Rosenberg specifically alleges that Maimonides hospital in Borough Park, Brooklyn, which is home to a large ultra-Orthodox community, does not adequately report cases. “I’m sure that people who bring their kids to Maimonides find the case is never probed. Maimonides is very dependent on the Haredi community,” he says. Maimonides has denied that claim. In a statement to The Daily Beast, the hospital said: “Maimonides Medical Center adheres to all federal, state and city regulations, as well as our own explicit policies which require staff to inform the NYC DOH of cases of neonatal herpes.”
Hirsch believes MBP stems from the competition among Hasidic rabbis to “demonstrate one segment is holier than another.” In an arms races to prove they are holier than thou, rabbis add more and more prohibitions and prerequisites. “When it comes to something mundane, like kosher laws, their pronouncements may be absurd, but so be it,” says Hirsch. But MBP is “an issue where there is no doubt that children are dying and being harmed for life.”
Few parents within the community hesitate to submit their sons to this form of circumcision, despite the health risk noted by the New York City Department of Health and CDC. Part of that, though, is a result of many parents not even realizing they are exposing infants to a life-threatening disease. “They don’t understand science. They have no secular education for the most part. They go to schools where they are taught only in Yiddish and only about Jewish subjects. They know nothing,” says Rosenberg.

◆ QUESTIONS TO ANSWER ◆
1 > List every organization named in the passage on circumcision in the ultra-Orthodox community.
2 > Summarize the passage on circumcision in the ultra-Orthodox community in two sentences.
3 > Continue the passage on circumcision in the ultra-Orthodox community from its final sentence.

Image point grounding data:
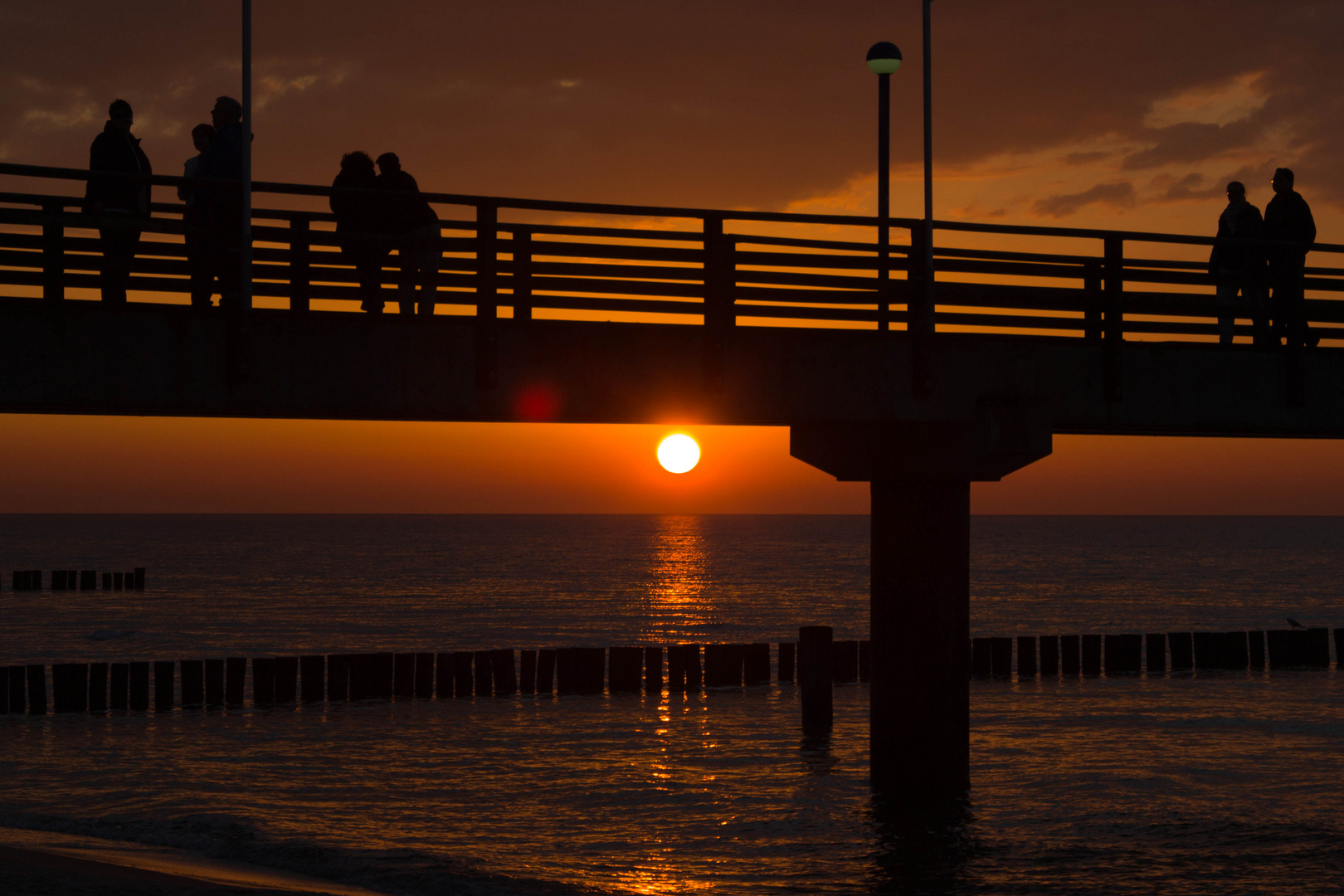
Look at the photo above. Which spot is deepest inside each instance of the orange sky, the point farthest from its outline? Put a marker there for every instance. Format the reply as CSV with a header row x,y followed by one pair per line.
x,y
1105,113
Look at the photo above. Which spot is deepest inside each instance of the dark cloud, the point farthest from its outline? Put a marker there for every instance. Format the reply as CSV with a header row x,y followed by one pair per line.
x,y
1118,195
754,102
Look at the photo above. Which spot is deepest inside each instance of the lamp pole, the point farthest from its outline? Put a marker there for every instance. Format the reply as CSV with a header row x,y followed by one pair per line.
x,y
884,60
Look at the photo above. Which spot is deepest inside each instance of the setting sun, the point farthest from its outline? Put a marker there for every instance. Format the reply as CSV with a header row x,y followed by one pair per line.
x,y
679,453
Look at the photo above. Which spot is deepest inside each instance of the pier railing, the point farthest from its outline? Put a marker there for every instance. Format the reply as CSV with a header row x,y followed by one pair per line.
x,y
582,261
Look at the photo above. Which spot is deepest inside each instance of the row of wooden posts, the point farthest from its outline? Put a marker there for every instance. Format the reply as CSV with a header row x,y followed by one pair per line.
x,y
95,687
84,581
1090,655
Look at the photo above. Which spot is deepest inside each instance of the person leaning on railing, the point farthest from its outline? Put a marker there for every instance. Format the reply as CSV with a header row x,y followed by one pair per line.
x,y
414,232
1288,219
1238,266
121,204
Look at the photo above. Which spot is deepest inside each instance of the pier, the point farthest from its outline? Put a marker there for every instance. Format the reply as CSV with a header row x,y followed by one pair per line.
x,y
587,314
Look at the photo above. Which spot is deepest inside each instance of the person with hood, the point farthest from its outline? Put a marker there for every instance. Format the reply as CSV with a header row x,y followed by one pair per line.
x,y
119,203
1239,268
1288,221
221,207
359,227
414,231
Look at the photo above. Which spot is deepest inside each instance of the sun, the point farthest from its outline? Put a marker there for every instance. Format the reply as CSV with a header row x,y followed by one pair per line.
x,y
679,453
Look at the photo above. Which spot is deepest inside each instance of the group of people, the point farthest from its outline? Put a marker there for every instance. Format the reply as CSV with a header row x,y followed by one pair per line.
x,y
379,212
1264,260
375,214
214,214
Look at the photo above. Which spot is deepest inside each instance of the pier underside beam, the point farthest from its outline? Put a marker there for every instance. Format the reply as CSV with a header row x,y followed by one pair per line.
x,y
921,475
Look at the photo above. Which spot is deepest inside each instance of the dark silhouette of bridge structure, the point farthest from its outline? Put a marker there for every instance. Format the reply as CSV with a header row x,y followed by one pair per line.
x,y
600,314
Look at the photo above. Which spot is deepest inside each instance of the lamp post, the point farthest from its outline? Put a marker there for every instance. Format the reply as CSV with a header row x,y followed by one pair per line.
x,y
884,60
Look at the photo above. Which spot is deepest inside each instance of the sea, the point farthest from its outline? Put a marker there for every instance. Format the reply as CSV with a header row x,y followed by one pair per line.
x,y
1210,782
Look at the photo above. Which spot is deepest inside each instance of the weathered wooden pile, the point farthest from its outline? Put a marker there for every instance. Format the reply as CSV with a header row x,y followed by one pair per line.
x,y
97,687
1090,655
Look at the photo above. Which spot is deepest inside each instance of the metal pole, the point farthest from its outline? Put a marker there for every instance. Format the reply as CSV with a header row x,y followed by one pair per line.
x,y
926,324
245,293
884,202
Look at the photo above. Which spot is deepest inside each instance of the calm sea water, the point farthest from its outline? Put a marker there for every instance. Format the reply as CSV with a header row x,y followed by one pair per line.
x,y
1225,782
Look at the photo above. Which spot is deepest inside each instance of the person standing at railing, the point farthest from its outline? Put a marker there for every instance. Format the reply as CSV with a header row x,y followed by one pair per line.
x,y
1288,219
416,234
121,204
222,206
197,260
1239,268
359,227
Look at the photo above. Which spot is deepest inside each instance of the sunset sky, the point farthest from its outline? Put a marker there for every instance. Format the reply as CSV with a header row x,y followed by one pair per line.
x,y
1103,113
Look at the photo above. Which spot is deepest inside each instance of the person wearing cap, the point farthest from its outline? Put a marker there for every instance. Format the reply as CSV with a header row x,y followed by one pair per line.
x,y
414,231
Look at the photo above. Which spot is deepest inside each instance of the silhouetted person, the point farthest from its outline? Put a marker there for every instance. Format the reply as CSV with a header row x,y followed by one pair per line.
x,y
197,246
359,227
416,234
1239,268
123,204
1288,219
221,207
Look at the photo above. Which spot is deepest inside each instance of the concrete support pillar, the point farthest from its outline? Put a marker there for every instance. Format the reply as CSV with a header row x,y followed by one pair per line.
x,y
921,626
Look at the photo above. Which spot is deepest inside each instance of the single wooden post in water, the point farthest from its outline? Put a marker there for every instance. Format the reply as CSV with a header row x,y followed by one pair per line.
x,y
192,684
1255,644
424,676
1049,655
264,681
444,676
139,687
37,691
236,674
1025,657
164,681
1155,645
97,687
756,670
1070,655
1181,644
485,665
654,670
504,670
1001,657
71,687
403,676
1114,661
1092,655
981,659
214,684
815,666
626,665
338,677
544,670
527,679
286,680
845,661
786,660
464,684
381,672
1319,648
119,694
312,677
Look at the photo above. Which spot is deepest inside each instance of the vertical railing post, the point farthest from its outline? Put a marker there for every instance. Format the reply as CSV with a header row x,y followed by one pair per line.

◆ TASK-BY-TASK ANSWERS ◆
1 >
Maimonides Medical Center (Maimonides hospital)
The Daily Beast
New York City Department of Health (NYC DOH)
CDC

2 > Rosenberg alleges that Maimonides hospital in Borough Park does not adequately report cases, which the hospital denies, while Hirsch believes MBP stems from competition among Hasidic rabbis to show greater holiness even though children are dying and being harmed. Few parents in the community hesitate to have their sons circumcised this way, partly because many do not realize the danger, which Rosenberg ties to their lack of secular education.

3 >
It’s not just that many parents are not aware of the health risks. There is immense communal pressure to have MBP performed. Frimet Goldberger wrote in the Jewish Daily Forward about her son undergoing MBP. At the time of his bris, she was recovering from a C-section and unable to attend. She did not know MBP would be performed, but she says she doesn’t think it would have made a difference to the ultimate outcome. “It probably wouldn’t matter to me anyway had I been aware that the mohel is performing MBP, because everyone did it,” she said in an email. “Standing up to ‘everyone’ and to the community’s traditions and norms, or what they consider the absolute, indisputable halakhah [Jewish law], would’ve been unthinkable.” Her son is now 9 years old and never contracted neonatal herpes, but Goldberger says she wishes he hadn’t gone through with MBP. “I can’t go back in time and undo it, but I am upset—not at my family and the community, who truly believe in this—but at my own naiveté. Yes, I regret that I allowed my son to undergo this risky and potentially life-threatening procedure.”
Hirsch also believes even when parents do understand the potential risks associated with MBP, they will still submit their infants to the tradition. “They believe they are obligated to engage in it,” he says. They treat MBP not only as a divine commandment, but one that bears incredible social weight in the community. To defy a rabbi’s order on a bris, a highly public event that is meant to be a celebration, can seal one’s fate as an outsider for life. “They’re believers and, in most cases, captive. They can’t just defy their leaders and pack up and move to Montana,” Hirsch says.
What is so difficult for anyone outside the community to understand is the pressure of social stigma. It not only motivates parents to concede to the practice, but also not to report incidences when medical issues arise. “When parents go to the hospital with a baby boy infected by a mohel, there is pressure to identify the mohel. Yet they know that if they expose a mohel, their life is over,” says Hirsch. “They’d become a pariah and their children would be unable to get married or get into schools. Would some of these parents choose not to treat an infant infected by a mohel and instead sacrifice a child knowing they’ll face this intense pressure? Maybe.”